- Texte fourni:
▼

Par rapport aux pratiques professionnelles, du temps a été rendu disponible pour approfondir un sujet; une réflexion commune a été élaborée entre professionnelles sur une démarche: son sens, ses objectifs, le rôle et les moyens de chaque service; enfin, on a observé une relation modifiée, plus positive, avec les familles.
Quant à la mobilisation communautaire, les acquis sont un questionnement des autres professionnels, un partenariat durable entre les services, une valorisation des familles par la participation au processus.
L’évaluation qualitative montre que l’ ‘effet trousse’ est dû à l’intérêt que le matériel de sécurité suscite parmi les familles, à l’image positive que l’apport du matériel a suscité vis-à-vis des intervenantes, à la motivation que cet apport concret aux familles a induit parmi elles et au travail de préparation du projet mené en commun.

▲

- Liste des lignes:
▼

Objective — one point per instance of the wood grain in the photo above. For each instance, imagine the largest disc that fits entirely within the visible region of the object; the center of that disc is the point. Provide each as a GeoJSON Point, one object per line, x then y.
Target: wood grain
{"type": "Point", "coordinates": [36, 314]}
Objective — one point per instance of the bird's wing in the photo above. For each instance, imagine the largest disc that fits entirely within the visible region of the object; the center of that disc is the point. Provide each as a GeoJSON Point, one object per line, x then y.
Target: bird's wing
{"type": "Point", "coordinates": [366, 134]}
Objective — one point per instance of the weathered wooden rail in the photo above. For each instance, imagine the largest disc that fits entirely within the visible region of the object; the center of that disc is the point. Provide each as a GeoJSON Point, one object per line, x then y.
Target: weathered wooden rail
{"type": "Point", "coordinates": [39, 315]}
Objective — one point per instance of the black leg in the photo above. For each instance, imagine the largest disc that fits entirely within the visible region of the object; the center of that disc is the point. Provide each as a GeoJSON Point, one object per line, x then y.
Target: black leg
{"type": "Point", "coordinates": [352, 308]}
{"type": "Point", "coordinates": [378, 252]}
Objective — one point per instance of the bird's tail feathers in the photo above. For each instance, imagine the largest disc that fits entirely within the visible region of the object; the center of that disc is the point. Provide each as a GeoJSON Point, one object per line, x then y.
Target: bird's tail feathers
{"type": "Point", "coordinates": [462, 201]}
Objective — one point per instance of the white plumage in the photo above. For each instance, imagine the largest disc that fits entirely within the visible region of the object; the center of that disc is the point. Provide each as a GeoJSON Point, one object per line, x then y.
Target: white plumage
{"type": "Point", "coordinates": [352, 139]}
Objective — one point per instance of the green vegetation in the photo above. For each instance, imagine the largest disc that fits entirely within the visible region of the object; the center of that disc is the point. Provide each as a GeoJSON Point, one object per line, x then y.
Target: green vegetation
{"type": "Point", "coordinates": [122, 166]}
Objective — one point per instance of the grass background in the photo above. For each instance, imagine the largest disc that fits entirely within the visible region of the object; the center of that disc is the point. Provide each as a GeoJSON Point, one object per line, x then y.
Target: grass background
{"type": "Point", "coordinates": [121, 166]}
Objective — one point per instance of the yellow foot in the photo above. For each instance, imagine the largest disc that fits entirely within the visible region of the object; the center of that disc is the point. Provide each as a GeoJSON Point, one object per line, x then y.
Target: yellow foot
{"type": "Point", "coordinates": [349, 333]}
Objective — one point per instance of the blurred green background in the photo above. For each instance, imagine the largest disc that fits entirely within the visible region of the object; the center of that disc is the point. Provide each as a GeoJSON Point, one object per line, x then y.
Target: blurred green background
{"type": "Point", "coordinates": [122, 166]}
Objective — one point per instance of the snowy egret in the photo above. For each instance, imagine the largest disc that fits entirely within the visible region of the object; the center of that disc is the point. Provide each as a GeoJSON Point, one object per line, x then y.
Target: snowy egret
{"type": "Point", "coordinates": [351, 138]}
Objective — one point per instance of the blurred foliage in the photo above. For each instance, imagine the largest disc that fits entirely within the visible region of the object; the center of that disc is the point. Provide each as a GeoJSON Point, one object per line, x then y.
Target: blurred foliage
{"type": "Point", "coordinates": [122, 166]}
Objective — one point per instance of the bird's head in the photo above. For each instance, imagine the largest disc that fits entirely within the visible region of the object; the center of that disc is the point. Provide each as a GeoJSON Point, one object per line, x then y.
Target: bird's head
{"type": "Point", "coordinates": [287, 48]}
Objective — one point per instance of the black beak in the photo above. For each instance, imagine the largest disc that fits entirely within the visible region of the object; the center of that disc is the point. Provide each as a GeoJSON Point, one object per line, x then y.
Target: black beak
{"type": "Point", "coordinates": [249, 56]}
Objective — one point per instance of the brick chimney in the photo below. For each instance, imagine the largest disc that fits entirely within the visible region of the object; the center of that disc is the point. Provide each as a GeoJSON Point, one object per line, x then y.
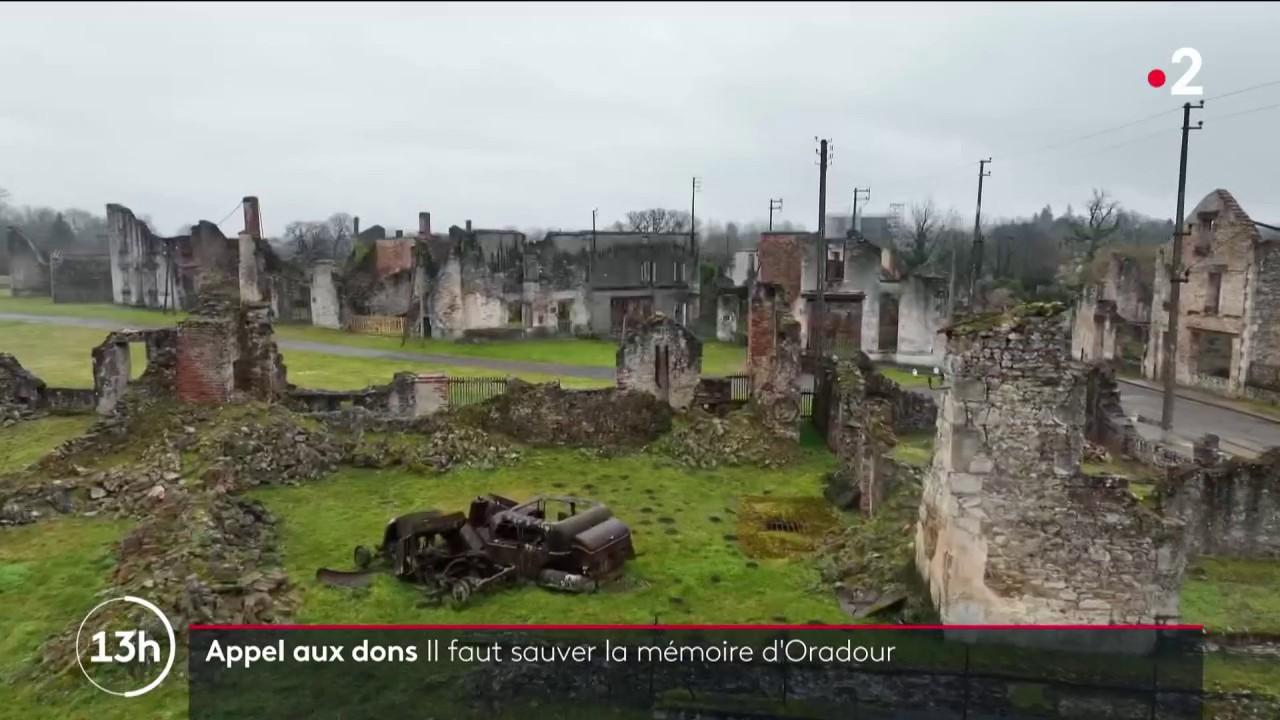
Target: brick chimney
{"type": "Point", "coordinates": [252, 218]}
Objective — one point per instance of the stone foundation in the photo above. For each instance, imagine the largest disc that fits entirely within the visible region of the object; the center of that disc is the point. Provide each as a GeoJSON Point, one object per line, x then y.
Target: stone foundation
{"type": "Point", "coordinates": [1009, 529]}
{"type": "Point", "coordinates": [1230, 509]}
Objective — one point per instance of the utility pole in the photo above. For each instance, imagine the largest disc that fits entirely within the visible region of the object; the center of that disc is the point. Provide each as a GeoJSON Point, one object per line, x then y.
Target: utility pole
{"type": "Point", "coordinates": [817, 336]}
{"type": "Point", "coordinates": [592, 256]}
{"type": "Point", "coordinates": [773, 205]}
{"type": "Point", "coordinates": [865, 194]}
{"type": "Point", "coordinates": [1175, 278]}
{"type": "Point", "coordinates": [694, 186]}
{"type": "Point", "coordinates": [977, 233]}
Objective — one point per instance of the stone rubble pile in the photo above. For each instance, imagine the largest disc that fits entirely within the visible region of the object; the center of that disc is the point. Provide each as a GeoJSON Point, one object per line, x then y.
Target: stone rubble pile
{"type": "Point", "coordinates": [549, 415]}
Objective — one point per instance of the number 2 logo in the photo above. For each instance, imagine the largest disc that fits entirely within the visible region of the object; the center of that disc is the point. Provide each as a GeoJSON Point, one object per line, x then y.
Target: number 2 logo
{"type": "Point", "coordinates": [1182, 86]}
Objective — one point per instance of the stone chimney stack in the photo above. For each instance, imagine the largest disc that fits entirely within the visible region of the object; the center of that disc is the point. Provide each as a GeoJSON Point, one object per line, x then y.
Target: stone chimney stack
{"type": "Point", "coordinates": [252, 218]}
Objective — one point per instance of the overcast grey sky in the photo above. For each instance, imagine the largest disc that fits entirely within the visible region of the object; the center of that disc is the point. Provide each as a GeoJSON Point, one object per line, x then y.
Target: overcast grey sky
{"type": "Point", "coordinates": [533, 114]}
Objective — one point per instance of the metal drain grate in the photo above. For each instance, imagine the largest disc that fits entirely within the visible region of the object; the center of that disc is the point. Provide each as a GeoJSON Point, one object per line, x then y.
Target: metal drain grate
{"type": "Point", "coordinates": [784, 525]}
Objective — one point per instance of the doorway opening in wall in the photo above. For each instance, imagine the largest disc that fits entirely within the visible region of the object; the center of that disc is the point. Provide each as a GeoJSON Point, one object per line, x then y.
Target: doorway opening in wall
{"type": "Point", "coordinates": [565, 315]}
{"type": "Point", "coordinates": [662, 372]}
{"type": "Point", "coordinates": [887, 336]}
{"type": "Point", "coordinates": [1212, 352]}
{"type": "Point", "coordinates": [627, 311]}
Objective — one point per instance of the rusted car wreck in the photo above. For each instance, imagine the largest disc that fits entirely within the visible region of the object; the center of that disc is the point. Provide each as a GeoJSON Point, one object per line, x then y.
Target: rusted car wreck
{"type": "Point", "coordinates": [497, 542]}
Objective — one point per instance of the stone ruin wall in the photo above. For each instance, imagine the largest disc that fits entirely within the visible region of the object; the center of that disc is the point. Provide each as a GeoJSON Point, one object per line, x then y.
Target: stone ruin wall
{"type": "Point", "coordinates": [1010, 531]}
{"type": "Point", "coordinates": [1230, 509]}
{"type": "Point", "coordinates": [773, 359]}
{"type": "Point", "coordinates": [649, 346]}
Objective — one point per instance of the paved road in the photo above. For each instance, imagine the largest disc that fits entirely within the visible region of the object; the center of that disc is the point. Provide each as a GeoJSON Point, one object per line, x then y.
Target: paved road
{"type": "Point", "coordinates": [1192, 419]}
{"type": "Point", "coordinates": [487, 363]}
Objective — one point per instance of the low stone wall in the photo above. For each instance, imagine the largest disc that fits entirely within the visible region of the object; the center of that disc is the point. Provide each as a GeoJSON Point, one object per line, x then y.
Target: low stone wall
{"type": "Point", "coordinates": [408, 395]}
{"type": "Point", "coordinates": [549, 415]}
{"type": "Point", "coordinates": [69, 400]}
{"type": "Point", "coordinates": [1232, 509]}
{"type": "Point", "coordinates": [914, 411]}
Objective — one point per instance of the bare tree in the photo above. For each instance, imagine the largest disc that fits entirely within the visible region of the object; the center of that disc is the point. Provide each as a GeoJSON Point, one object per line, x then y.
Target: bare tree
{"type": "Point", "coordinates": [1101, 220]}
{"type": "Point", "coordinates": [920, 237]}
{"type": "Point", "coordinates": [657, 219]}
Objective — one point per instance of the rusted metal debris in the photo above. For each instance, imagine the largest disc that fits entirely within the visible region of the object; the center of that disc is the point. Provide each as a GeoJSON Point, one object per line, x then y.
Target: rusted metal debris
{"type": "Point", "coordinates": [453, 556]}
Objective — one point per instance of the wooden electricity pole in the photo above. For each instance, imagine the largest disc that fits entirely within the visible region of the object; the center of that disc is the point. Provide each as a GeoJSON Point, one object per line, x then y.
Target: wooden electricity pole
{"type": "Point", "coordinates": [817, 335]}
{"type": "Point", "coordinates": [977, 233]}
{"type": "Point", "coordinates": [773, 205]}
{"type": "Point", "coordinates": [1175, 279]}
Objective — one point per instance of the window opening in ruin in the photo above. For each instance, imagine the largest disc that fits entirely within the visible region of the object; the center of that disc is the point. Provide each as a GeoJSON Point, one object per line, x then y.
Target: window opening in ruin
{"type": "Point", "coordinates": [835, 267]}
{"type": "Point", "coordinates": [1214, 352]}
{"type": "Point", "coordinates": [1214, 294]}
{"type": "Point", "coordinates": [647, 270]}
{"type": "Point", "coordinates": [563, 315]}
{"type": "Point", "coordinates": [888, 323]}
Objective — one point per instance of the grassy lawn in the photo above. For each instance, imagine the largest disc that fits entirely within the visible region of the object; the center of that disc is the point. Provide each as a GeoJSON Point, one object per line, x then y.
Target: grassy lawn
{"type": "Point", "coordinates": [915, 449]}
{"type": "Point", "coordinates": [718, 359]}
{"type": "Point", "coordinates": [901, 376]}
{"type": "Point", "coordinates": [50, 575]}
{"type": "Point", "coordinates": [689, 565]}
{"type": "Point", "coordinates": [37, 437]}
{"type": "Point", "coordinates": [1233, 595]}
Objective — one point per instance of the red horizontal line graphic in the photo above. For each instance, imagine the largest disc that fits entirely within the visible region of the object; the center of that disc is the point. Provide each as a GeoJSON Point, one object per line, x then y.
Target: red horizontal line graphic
{"type": "Point", "coordinates": [664, 627]}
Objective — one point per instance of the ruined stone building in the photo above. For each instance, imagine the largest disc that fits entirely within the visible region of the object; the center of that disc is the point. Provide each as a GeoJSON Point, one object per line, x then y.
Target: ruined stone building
{"type": "Point", "coordinates": [1229, 315]}
{"type": "Point", "coordinates": [871, 304]}
{"type": "Point", "coordinates": [1010, 529]}
{"type": "Point", "coordinates": [488, 282]}
{"type": "Point", "coordinates": [28, 268]}
{"type": "Point", "coordinates": [1112, 315]}
{"type": "Point", "coordinates": [149, 270]}
{"type": "Point", "coordinates": [659, 356]}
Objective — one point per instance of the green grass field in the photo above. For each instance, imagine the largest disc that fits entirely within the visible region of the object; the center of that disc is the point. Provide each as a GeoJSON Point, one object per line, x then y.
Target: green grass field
{"type": "Point", "coordinates": [718, 359]}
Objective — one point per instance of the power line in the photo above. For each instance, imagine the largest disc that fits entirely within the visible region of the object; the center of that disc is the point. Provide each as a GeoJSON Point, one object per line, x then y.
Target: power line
{"type": "Point", "coordinates": [1251, 110]}
{"type": "Point", "coordinates": [232, 213]}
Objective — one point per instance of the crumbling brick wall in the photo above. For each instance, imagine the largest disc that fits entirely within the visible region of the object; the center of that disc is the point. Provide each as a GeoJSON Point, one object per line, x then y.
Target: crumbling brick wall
{"type": "Point", "coordinates": [856, 420]}
{"type": "Point", "coordinates": [113, 365]}
{"type": "Point", "coordinates": [1229, 509]}
{"type": "Point", "coordinates": [1010, 531]}
{"type": "Point", "coordinates": [659, 356]}
{"type": "Point", "coordinates": [259, 368]}
{"type": "Point", "coordinates": [773, 359]}
{"type": "Point", "coordinates": [80, 278]}
{"type": "Point", "coordinates": [206, 356]}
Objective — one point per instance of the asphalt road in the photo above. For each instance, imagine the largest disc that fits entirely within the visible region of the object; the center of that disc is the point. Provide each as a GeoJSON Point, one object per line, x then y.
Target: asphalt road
{"type": "Point", "coordinates": [1192, 419]}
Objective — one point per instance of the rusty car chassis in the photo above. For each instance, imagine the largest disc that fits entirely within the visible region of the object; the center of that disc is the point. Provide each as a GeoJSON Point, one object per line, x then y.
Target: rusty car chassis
{"type": "Point", "coordinates": [497, 542]}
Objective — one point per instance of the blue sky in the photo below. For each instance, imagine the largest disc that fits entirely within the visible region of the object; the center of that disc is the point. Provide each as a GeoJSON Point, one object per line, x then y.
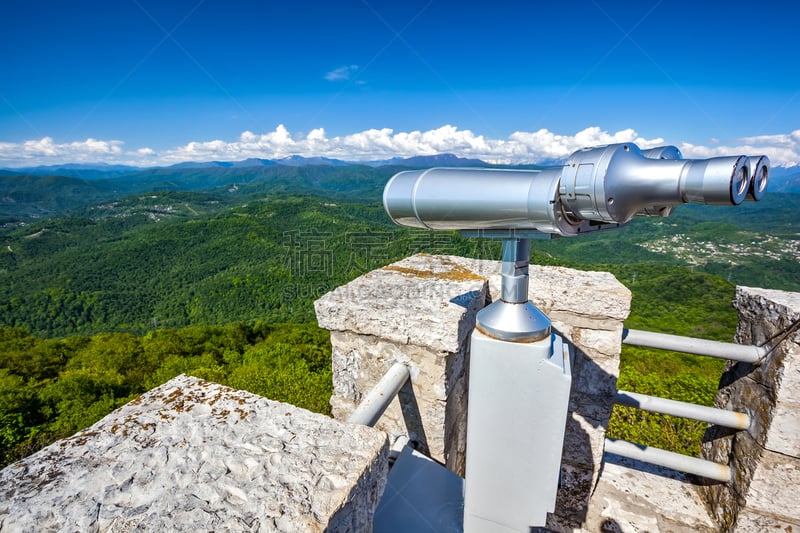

▲

- Exercice 1: D'après le texte sur l'évaluation du projet de trousse de sécurité, quels sont les acquis de la mobilisation communautaire ?
- Exercice 2: Extrayez du texte sur l'évaluation du projet de trousse de sécurité le passage allant de « Quant à la mobilisation » jusqu'à « participation au processus. ».
- Exercice 3: Prolongez le texte sur l'évaluation du projet de trousse de sécurité à partir de sa dernière phrase.

- Résultat 1: Un questionnement des autres professionnels, un partenariat durable entre les services et une valorisation des familles par la participation au processus.

- Résultat 2:
Quant à la mobilisation communautaire, les acquis sont un questionnement des autres professionnels, un partenariat durable entre les services, une valorisation des familles par la participation au processus.

- Résultat 3:
Conditions de réussite de l’intervention

Un certain nombre de facteurs facilitants ont été identifiés:
– l’information de la communauté et la participation des familles;
– l’aide au placement des matériels dans la maison;
– la rétro-information de l’analyse des résultats des évaluations.
Les conditions de réussite de la mise en œuvre permettant d’atteindre les objectifs concernant l’organisation elle-même, le matériel mis à disposition des familles et l’action des intervenantes.
L’ organisation doit disposer d’un service ayant un programme de visites à domicile, d’un coordonnateur de projet, d’un budget pour financer les trousses, avoir une capacité de gestion des matériels contenus dans la trousse et mener l’intervention de manière ciblée, préférentiellement lorsque les enfants ont entre 6 mois et 1 an, c’est-à-dire une période durant laquelle les parents sont interpellés par la problématique des accidents.
Le matériel doit être gratuit, facile à installer et solide, sûr et adapté aux meubles et aux éléments de constructions des habitations.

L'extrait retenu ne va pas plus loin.